CHALLENGES =>
a – In the Tween Brands earnings release, on what date is the special meeting of stockholders to vote on the proposed Dress Barn merger scheduled?
b – Reproduce the Tween Brands earnings release word for word, everything from "Company reports third" down to "for November 25, 2009.".

PROVIDED PASSAGE =>
Company reports third quarter income of $0.23 per diluted share, inclusive of $0.35 merger and store impairment charges per diluted share.
 
   
Merchandise assortment and promotional activity continue to drive sales momentum throughout the third quarter. This, combined with continued tight inventory and expense control, positioned the company to navigate a difficult economy.
 
   
Justice store brand embraced by customers, as evidenced by continued market share growth.
 
   
Company ends third quarter 2009 with cash and cash equivalents totaling $122.8 million and total inventory down 23.2% per square foot at cost, as compared to the prior year.
 
   
Special meeting of stockholders to vote on the proposed merger with Dress Barn scheduled for November 25, 2009.
NEW ALBANY, Ohio — November 16, 2009 - Tween Brands, Inc. (NYSE: TWB) today reported a 2009 third quarter net income of $5.9 million, or $0.23 per diluted share, compared to a net loss of $0.8 million, or $0.03 per diluted share for the third quarter of 2008. Net income for the third quarter of 2009, excluding a $2.8 million pretax merger charge and a $3.9 million pretax non-cash store impairment charge, was $14.7 million, or $0.58 per diluted share. Net income for the third quarter of 2008, excluding an $11.5 million pretax restructuring charge, was $6.4 million, or $0.26 per diluted share. A reconciliation of net income and net income per diluted share on a GAAP basis to net income and net income per diluted share excluding the merger, store impairment and restructuring charges, both non-GAAP financial measures, are shown at the end of this release.
“Our customers continue to embrace the value proposition of Justice, which was the fundamental reason for the brand transition we began just a short year ago. Justice has everything our girl needs at a competitive price, with the fun shopping experience and the industry-leading fashion assortment she wants. Our marketing strategy reinforces the message that our prices are as value-oriented as our competitors and it continues to be successful. The result has been significant improvement in our sales trends during the last three quarters, with comparable store sales declining 23% in the first quarter, 12% in the second quarter and only 2% in the third quarter. Momentum accelerated throughout the third quarter, with comparable store sales increasing 11% for the month of October,” said Michael Rayden, Tween Brands chairman and chief executive officer.

DATA ROWS =>
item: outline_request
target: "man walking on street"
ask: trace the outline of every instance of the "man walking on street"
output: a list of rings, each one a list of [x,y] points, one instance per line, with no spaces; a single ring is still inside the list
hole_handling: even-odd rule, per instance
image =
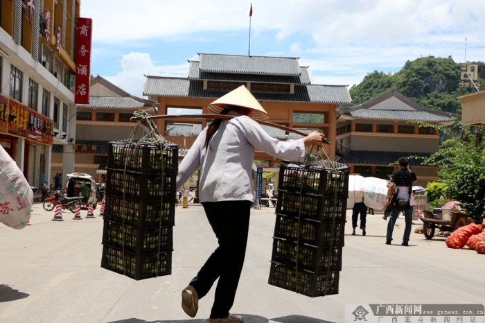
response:
[[[392,172],[392,175],[391,176],[391,183],[389,185],[387,197],[386,198],[386,207],[391,202],[390,199],[392,191],[394,190],[394,187],[397,186],[399,189],[399,193],[398,193],[396,200],[407,199],[410,207],[407,209],[402,210],[397,207],[396,204],[392,206],[389,222],[387,223],[386,245],[391,244],[391,241],[392,241],[392,232],[394,229],[396,220],[398,218],[399,213],[403,211],[406,225],[404,229],[404,236],[403,236],[403,243],[401,243],[401,245],[409,245],[411,227],[412,225],[413,205],[414,205],[414,197],[411,194],[411,186],[412,183],[418,180],[418,179],[414,172],[408,168],[409,163],[407,158],[400,157],[398,162],[399,164],[399,169]]]

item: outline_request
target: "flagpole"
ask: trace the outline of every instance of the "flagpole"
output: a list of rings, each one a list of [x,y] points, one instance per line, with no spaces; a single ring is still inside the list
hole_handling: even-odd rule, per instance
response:
[[[249,9],[249,39],[248,40],[248,45],[247,45],[247,55],[250,56],[250,53],[251,53],[251,17],[253,15],[253,4],[251,3],[251,9]]]

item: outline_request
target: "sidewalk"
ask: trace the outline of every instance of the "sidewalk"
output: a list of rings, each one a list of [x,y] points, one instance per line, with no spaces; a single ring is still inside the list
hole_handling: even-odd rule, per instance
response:
[[[180,292],[215,248],[200,204],[175,210],[172,274],[135,281],[101,268],[103,218],[52,221],[54,211],[33,207],[31,226],[0,224],[0,322],[6,323],[202,323],[215,288],[200,302],[195,319],[180,306]],[[414,233],[402,247],[403,219],[392,245],[387,222],[367,217],[367,235],[351,236],[347,211],[339,294],[310,298],[267,283],[275,209],[252,209],[245,268],[232,312],[255,323],[341,323],[355,304],[479,304],[485,256],[447,248],[444,238]],[[230,216],[230,214],[228,214]],[[414,221],[415,223],[421,221]],[[353,306],[353,308],[352,308]],[[481,322],[477,317],[476,322]],[[404,321],[403,321],[404,322]]]

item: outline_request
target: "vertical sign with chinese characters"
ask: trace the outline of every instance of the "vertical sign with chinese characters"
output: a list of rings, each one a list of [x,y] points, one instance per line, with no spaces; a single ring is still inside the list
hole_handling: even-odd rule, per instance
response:
[[[54,121],[31,109],[29,114],[27,139],[38,143],[52,145]]]
[[[0,94],[0,133],[8,133],[8,98]]]
[[[76,103],[89,104],[91,39],[93,19],[90,18],[79,18],[78,21],[74,101]]]
[[[258,167],[258,171],[256,173],[256,198],[261,198],[261,193],[263,193],[263,168]]]
[[[28,107],[12,98],[8,100],[8,134],[26,138],[28,124]]]

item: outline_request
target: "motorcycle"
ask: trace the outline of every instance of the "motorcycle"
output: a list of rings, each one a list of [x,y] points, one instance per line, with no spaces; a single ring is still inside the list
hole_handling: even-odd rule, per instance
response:
[[[80,198],[66,198],[61,195],[60,191],[57,190],[54,193],[54,196],[46,198],[44,203],[42,203],[42,207],[46,211],[52,211],[58,204],[60,204],[62,211],[68,209],[72,213],[75,213],[76,205],[78,202],[80,204],[81,202]]]

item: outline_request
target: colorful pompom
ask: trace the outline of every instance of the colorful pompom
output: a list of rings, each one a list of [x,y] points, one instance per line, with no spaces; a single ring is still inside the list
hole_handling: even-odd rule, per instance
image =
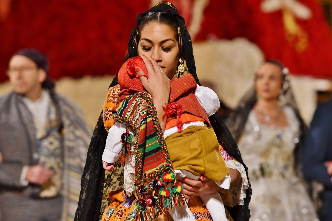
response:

RESPONSES =>
a – November 25, 2009

b –
Company reports third quarter income of $0.23 per diluted share, inclusive of $0.35 merger and store impairment charges per diluted share.
 
   
Merchandise assortment and promotional activity continue to drive sales momentum throughout the third quarter. This, combined with continued tight inventory and expense control, positioned the company to navigate a difficult economy.
 
   
Justice store brand embraced by customers, as evidenced by continued market share growth.
 
   
Company ends third quarter 2009 with cash and cash equivalents totaling $122.8 million and total inventory down 23.2% per square foot at cost, as compared to the prior year.
 
   
Special meeting of stockholders to vote on the proposed merger with Dress Barn scheduled for November 25, 2009.